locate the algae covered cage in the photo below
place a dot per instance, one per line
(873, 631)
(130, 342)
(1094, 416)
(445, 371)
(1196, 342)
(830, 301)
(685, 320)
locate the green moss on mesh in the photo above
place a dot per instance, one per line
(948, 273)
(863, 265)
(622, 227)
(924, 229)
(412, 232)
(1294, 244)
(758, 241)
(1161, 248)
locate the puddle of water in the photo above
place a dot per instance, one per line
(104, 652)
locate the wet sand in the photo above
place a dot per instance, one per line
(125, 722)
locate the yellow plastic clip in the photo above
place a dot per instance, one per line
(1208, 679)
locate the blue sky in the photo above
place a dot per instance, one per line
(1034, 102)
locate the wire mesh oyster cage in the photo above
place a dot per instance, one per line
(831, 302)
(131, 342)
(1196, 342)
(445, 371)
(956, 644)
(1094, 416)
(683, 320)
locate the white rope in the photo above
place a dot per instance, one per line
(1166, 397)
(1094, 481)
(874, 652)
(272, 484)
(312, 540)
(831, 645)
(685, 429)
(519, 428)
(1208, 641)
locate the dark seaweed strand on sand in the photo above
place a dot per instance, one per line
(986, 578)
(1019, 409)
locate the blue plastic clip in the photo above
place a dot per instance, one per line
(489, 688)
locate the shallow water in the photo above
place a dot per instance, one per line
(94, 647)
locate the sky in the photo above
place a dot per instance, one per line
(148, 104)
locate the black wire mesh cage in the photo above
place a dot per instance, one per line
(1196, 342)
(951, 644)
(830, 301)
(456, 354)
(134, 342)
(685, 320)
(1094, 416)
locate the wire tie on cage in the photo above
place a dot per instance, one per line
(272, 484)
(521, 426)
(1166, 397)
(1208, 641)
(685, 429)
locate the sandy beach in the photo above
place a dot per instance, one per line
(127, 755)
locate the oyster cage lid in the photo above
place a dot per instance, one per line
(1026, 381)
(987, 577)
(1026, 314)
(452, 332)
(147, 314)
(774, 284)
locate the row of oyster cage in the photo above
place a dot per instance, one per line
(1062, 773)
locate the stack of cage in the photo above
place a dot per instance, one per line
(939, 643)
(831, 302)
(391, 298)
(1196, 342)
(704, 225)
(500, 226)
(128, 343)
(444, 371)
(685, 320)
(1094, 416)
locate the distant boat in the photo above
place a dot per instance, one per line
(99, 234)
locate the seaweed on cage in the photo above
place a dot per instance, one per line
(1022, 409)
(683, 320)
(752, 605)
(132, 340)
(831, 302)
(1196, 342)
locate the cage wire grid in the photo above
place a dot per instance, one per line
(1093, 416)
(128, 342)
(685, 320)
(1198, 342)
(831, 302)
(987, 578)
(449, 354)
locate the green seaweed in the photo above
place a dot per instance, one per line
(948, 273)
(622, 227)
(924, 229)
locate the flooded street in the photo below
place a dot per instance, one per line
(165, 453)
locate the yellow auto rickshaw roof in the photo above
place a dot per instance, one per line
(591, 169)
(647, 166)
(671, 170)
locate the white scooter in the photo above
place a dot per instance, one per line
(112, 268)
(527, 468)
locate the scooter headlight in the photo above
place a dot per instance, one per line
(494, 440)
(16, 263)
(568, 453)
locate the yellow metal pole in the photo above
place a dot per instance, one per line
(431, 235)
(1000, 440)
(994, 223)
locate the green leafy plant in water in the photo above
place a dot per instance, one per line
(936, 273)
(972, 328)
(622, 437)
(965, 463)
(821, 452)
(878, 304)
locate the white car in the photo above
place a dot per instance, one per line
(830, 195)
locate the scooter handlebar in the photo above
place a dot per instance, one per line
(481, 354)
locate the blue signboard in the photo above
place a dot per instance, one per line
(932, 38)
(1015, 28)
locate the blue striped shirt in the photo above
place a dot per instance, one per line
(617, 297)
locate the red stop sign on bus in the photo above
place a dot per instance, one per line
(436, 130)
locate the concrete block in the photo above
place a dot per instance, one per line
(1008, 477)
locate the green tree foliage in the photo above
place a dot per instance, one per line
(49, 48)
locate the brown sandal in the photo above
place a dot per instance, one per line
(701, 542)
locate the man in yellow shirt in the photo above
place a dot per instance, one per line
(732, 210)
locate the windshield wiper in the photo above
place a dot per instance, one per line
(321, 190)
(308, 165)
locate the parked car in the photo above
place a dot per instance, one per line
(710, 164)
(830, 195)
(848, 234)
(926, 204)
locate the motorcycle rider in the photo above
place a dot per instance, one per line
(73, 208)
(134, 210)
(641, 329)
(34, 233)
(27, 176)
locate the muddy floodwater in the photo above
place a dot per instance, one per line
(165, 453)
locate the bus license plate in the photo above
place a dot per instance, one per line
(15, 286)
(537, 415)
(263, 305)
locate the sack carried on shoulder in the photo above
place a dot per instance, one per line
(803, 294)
-=-=-=-=-
# [Your task]
From the listing above, extract all records word for word.

# [Worked answer]
locate the algae covered cage in the photo below
place a dot per instance, one per line
(873, 631)
(130, 342)
(1094, 416)
(445, 371)
(1196, 342)
(830, 301)
(685, 320)
locate the green moss on mesh in the photo above
place a dot per instance, one per line
(948, 273)
(863, 265)
(622, 227)
(924, 229)
(412, 232)
(1294, 244)
(758, 241)
(1161, 248)
locate the puddle of water in the photo above
place a dot per instance, one per line
(104, 652)
locate the wet sand in the photo above
place a dot per instance, one per line
(125, 722)
locate the yellow plastic clip in the photo above
place a dot per instance, one per line
(1208, 679)
locate the blue sky in the photo above
place a dot per instance, one per line
(1034, 102)
locate the wire mesh oyster cage in the photo above
place a dot per instance, one per line
(831, 302)
(131, 342)
(1196, 342)
(445, 371)
(956, 644)
(1094, 416)
(683, 320)
locate the white rope in the photo above
place a dot per instance, one per line
(1166, 397)
(1094, 481)
(874, 652)
(272, 484)
(312, 540)
(831, 645)
(685, 429)
(519, 428)
(1208, 641)
locate the dark seaweed strand on sand in the photo above
place a dot per instance, one per line
(986, 578)
(1019, 409)
locate the blue plastic clip in the photo above
place a dot per instance, one per line
(489, 688)
locate the shallow water in the photo above
place a dot per instance, one per line
(94, 647)
locate the sky in the photo above
place a dot per instance, one per line
(148, 104)
locate the black wire mesh cage in the photo above
place a dot per instance, one per line
(1196, 342)
(951, 644)
(830, 301)
(456, 354)
(134, 342)
(685, 320)
(1094, 416)
locate the wire tie on cage in the photo above
place a dot per instance, one per line
(272, 484)
(521, 426)
(1166, 397)
(1208, 641)
(685, 429)
locate the sandy beach in the photo above
place a dot per instance, one per line
(127, 755)
locate the oyster cage lid in the photo above
place a dot per instance, one per line
(1026, 381)
(987, 577)
(1026, 314)
(452, 332)
(147, 314)
(774, 284)
locate the row of oyster cage in the photo above
place a dot per instance, one per line
(1062, 773)
locate the stack of cage in the photo above
place a dot per instance, one per line
(939, 643)
(831, 302)
(391, 298)
(1196, 342)
(704, 225)
(500, 226)
(128, 343)
(444, 371)
(685, 320)
(1094, 416)
locate the distant boat in the photo above
place a dot per instance, one per line
(99, 234)
locate the seaweed on cage in the photo above
place a dot per instance, one per line
(1022, 409)
(683, 320)
(752, 605)
(132, 340)
(831, 302)
(1196, 342)
locate the cage wire grid in the photo above
place a dot per instance, one per line
(1093, 416)
(128, 342)
(685, 320)
(1198, 342)
(831, 302)
(987, 578)
(449, 354)
locate the green seaweed in the photo above
place a dot per instance, one per line
(948, 273)
(622, 227)
(924, 229)
locate the flooded street in the photo below
place a dot per instance, one per line
(165, 453)
locate the yellow auto rickshaw roof in the photo above
place a dot per instance, one per line
(591, 169)
(647, 166)
(671, 170)
locate the white scooter in the photo above
place a dot per instance, one per line
(112, 268)
(527, 468)
locate the scooter headlight in the photo above
place a dot per instance, one per line
(494, 440)
(16, 263)
(568, 453)
locate the yellow metal pole in the photo above
place a dot per instance, one per line
(431, 235)
(1000, 440)
(994, 223)
locate the green leafy plant in water in the photo above
place a dot per instance, one per line
(936, 273)
(972, 328)
(622, 437)
(965, 463)
(821, 452)
(878, 304)
locate the white car in the photo above
place a dot per instance, one per line
(830, 195)
locate the scooter handlebar in the photo above
place a dot per instance, one per line
(481, 354)
locate the blue signboard in the photo above
place a dot per instance, one per line
(932, 38)
(1015, 28)
locate the blue striped shirt in the photo above
place a dot per instance, one per line
(617, 297)
locate the red stop sign on bus in the photo above
place a dot per instance, one per line
(436, 130)
locate the concrete block in the photo above
place a dot per instance, one per line
(1008, 477)
locate the green tree foliage in the photo above
place a dot per instance, one per line
(49, 48)
locate the brown sandal in the photo above
place a dot per instance, one per line
(701, 542)
locate the man in yellow shirt in the photo above
place a dot per instance, one per line
(732, 210)
locate the windshield wiper in the photo above
place a dot per instance, one per line
(321, 190)
(308, 165)
locate the parked car in the photo above
place a dot per instance, one per line
(710, 164)
(830, 195)
(848, 234)
(926, 204)
locate the motorcycle rider in the photo above
place a dot per instance, one per line
(73, 208)
(134, 210)
(641, 329)
(34, 233)
(27, 176)
locate the muddy floodwater in the photo above
place a dot per instance, one per line
(165, 453)
locate the bus license plate in the photo above
place a dot per instance, one per line
(15, 286)
(537, 415)
(263, 305)
locate the sack carried on shoulder in the photo above
place a dot per instance, one per line
(803, 294)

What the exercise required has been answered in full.